PPI Decreases IL-6 Mediate Signaling Activation and Overcome IL-6 Induced EMT

EMT can be induced and regulated by various growth and differentiation pathways and factors. Since EMT has been previously reported to be associated with erlotinib resistance and IL-6 activation was reported as a key mechanism underlying EGFR-TKI resistance,^11,26–29) We examined the IL-6 secretion of HCC827-ER cells. Culture supernatant from HCC827-ER cells contained significantly higher levels of IL-6 as compared with parental cells. PPI treatment significantly downregulated IL-6 secretion (Fig. 3A). STAT3, one of the key downstream components of IL-6 axis was highly phosphorylated in erlotinib resistant HCC827 cells, PPI significantly inhibit STAT3 phosphorylation in HCC827-ER cells (Fig. 3B). To further understand whether IL-6 signaling pathway is essential for PPI to overcome erlotinib resistant in HCC827-ER cells, we exposed the HCC827-ER cells to additional IL-6 stimulation. As shown in Fig. 3C, further addition of IL-6 partially abolished the sensitization response of PPI in HCC827-ER cells. In the meantime, additional IL-6 induced expression of the mesenchymal marker VIM and repressed the expression of epithelial marker E-cadherin (Fig. 3D), IL-6 also enhanced STAT3 phosporylation in HCC827-ER cells. Consistently, the invasiveness of HCC827-ER cells significantly enhanced with further exposure to IL-6 (Fig. 3E). Collectively these data support a role of IL-6 in EGFR-TKI resistance and suggest that PPI overcomes EGFR-TKI resistance by inhibiting IL-6 signaling activation induced EMT.

* Extracted entries *

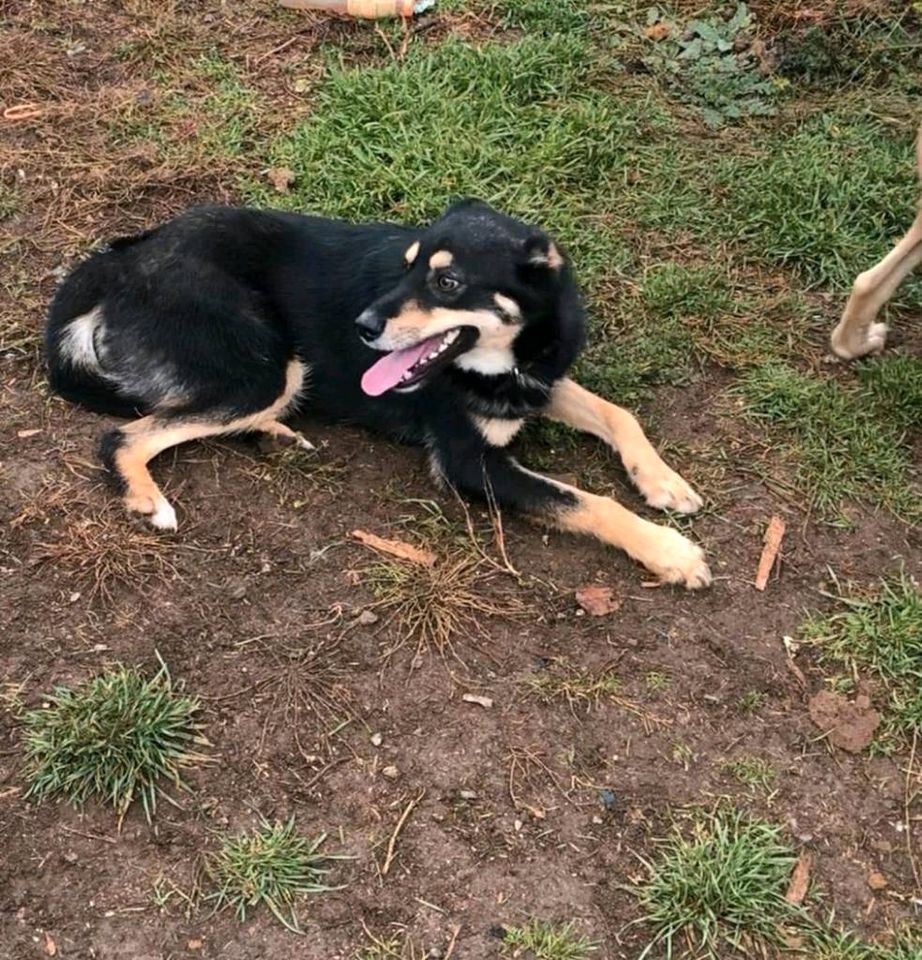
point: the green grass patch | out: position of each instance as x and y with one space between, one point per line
---
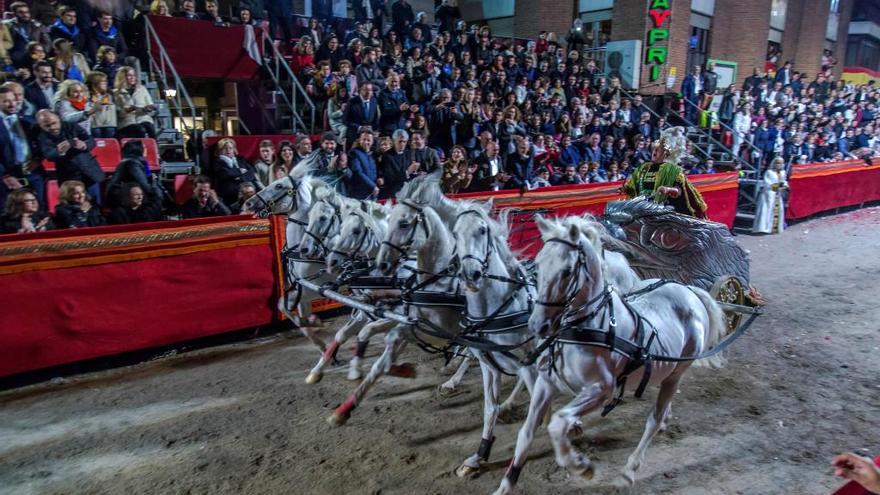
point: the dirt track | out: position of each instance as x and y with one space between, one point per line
--
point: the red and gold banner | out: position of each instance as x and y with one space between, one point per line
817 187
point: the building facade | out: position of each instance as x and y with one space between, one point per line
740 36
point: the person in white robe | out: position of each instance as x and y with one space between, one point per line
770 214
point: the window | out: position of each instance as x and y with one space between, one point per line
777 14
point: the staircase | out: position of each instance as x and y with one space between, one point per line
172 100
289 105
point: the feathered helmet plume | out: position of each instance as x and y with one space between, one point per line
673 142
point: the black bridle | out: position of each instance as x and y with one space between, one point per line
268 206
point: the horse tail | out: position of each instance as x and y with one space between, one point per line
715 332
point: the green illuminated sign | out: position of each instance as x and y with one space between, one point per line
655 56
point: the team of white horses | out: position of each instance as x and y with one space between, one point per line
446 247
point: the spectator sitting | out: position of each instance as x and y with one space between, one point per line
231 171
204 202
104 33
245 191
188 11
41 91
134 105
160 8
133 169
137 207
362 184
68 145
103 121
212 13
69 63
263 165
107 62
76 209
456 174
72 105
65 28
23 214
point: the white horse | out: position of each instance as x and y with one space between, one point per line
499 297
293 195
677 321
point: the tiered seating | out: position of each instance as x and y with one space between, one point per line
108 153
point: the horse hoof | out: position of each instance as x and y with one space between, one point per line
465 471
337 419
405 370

* Task instructions *
A. From the passage on PPI and IL-6 signaling, list every effect that the added IL-6 had on HCC827-ER cells.
B. In the passage on PPI and IL-6 signaling, which downstream component of the IL-6 axis was highly phosphorylated in erlotinib-resistant HCC827 cells?

* Written answers *
A.
- It partially abolished the sensitization response of PPI.
- It induced expression of the mesenchymal marker VIM.
- It repressed expression of the epithelial marker E-cadherin.
- It enhanced STAT3 phosphorylation.
- It significantly enhanced invasiveness.

B. STAT3